* begin *

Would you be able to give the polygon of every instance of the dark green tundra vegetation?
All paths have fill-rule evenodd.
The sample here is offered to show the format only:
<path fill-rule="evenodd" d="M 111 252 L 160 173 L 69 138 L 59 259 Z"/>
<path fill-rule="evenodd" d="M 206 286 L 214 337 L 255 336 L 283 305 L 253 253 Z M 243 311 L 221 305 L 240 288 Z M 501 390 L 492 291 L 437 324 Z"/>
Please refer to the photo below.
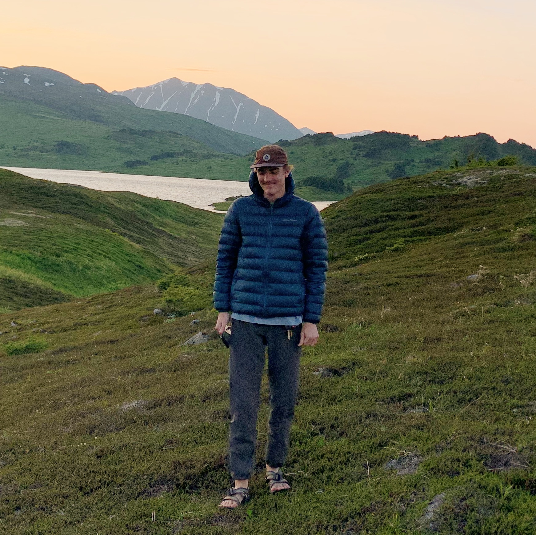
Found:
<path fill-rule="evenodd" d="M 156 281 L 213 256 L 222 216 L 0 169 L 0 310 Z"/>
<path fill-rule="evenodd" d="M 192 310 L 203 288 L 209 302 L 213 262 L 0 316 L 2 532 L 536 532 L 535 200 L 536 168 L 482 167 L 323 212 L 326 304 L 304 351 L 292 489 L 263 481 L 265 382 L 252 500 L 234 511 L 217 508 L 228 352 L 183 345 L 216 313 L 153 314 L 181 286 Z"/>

* end *
* begin *

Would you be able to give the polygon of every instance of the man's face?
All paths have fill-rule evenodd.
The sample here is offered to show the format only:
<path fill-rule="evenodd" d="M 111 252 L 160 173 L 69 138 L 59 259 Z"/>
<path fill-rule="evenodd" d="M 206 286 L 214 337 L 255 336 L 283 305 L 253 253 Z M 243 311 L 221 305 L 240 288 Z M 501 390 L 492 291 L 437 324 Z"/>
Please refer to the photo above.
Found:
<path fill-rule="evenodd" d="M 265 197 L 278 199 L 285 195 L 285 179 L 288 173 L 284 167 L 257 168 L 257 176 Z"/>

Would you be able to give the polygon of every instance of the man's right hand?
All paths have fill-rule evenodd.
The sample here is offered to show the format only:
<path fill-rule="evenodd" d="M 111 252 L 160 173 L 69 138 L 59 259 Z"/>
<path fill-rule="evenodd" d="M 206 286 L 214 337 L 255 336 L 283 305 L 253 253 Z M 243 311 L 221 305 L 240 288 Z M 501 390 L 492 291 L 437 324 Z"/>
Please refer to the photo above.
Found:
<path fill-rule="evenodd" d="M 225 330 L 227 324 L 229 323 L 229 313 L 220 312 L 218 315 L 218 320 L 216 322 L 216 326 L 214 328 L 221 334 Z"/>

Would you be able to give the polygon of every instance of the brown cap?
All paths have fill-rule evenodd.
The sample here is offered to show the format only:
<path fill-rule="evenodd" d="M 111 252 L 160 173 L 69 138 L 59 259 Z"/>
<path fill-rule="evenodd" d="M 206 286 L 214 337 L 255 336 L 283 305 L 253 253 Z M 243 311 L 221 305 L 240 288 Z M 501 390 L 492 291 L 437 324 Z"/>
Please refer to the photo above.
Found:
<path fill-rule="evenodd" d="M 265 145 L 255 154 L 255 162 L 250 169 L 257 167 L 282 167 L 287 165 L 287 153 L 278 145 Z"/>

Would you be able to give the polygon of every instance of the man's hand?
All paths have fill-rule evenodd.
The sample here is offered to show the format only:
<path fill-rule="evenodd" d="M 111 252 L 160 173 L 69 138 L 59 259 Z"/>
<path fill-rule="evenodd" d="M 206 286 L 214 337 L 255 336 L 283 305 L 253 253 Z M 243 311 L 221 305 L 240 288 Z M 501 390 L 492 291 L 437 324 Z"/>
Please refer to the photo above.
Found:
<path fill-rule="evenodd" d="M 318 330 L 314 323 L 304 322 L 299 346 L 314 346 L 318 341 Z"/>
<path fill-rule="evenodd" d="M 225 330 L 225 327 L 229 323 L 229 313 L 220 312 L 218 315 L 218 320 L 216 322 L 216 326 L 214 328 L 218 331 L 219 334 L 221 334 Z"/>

* end *

# WRITTEN EXERCISE:
Copy the data above again, everything from the line containing "man's right hand?" down to the line containing "265 145 L 255", and replace "photo" with "image" throughout. Leave everything else unchanged.

# RESULT OF THIS TASK:
Would you be able to give the polygon of every instance of the man's right hand?
All paths have fill-rule evenodd.
The sample here is offered to show the format only:
<path fill-rule="evenodd" d="M 111 252 L 160 173 L 69 138 L 59 259 Z"/>
<path fill-rule="evenodd" d="M 206 286 L 214 337 L 255 336 L 283 305 L 253 253 Z M 243 311 L 221 305 L 240 288 Z M 501 390 L 492 291 L 437 324 Z"/>
Please refer to the image above.
Found:
<path fill-rule="evenodd" d="M 225 330 L 227 324 L 229 323 L 229 313 L 220 312 L 218 315 L 218 320 L 216 322 L 216 326 L 214 328 L 221 334 Z"/>

Would you be able to give the polygon of every instance of the brown cap?
All paths have fill-rule evenodd.
The sample here is offered to show the format only:
<path fill-rule="evenodd" d="M 111 252 L 160 173 L 69 138 L 59 259 Z"/>
<path fill-rule="evenodd" d="M 206 286 L 214 337 L 255 336 L 283 305 L 253 253 Z M 243 311 L 221 305 L 240 288 Z M 501 390 L 492 291 L 437 324 Z"/>
Please refer to the image above.
Found:
<path fill-rule="evenodd" d="M 265 145 L 255 154 L 255 162 L 250 169 L 257 167 L 282 167 L 287 165 L 287 153 L 278 145 Z"/>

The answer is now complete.